YOUR TASK: Go through the data underneath and copy every line exactly.
Start of THE DATA
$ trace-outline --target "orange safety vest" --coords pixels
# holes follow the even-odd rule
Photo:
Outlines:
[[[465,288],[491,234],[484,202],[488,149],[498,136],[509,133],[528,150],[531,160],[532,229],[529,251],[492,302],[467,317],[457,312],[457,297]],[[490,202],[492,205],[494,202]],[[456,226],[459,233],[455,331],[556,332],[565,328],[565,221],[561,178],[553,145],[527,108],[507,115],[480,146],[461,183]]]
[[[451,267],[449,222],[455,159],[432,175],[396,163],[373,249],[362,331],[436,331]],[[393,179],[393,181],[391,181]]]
End of THE DATA
WRITTEN ANSWER:
$ trace-outline --target "orange safety vest" --coords pixels
# holes follow the even-odd rule
Photo:
Outlines:
[[[465,288],[491,234],[484,202],[488,149],[498,136],[509,133],[528,150],[531,160],[532,229],[529,251],[492,302],[467,317],[457,312],[457,297]],[[490,202],[492,205],[494,202]],[[456,226],[459,233],[455,331],[556,332],[565,328],[565,221],[561,178],[553,145],[527,108],[507,115],[480,146],[461,183]]]
[[[451,267],[449,222],[455,159],[432,175],[396,163],[373,249],[362,331],[436,331]],[[393,179],[393,181],[391,181]]]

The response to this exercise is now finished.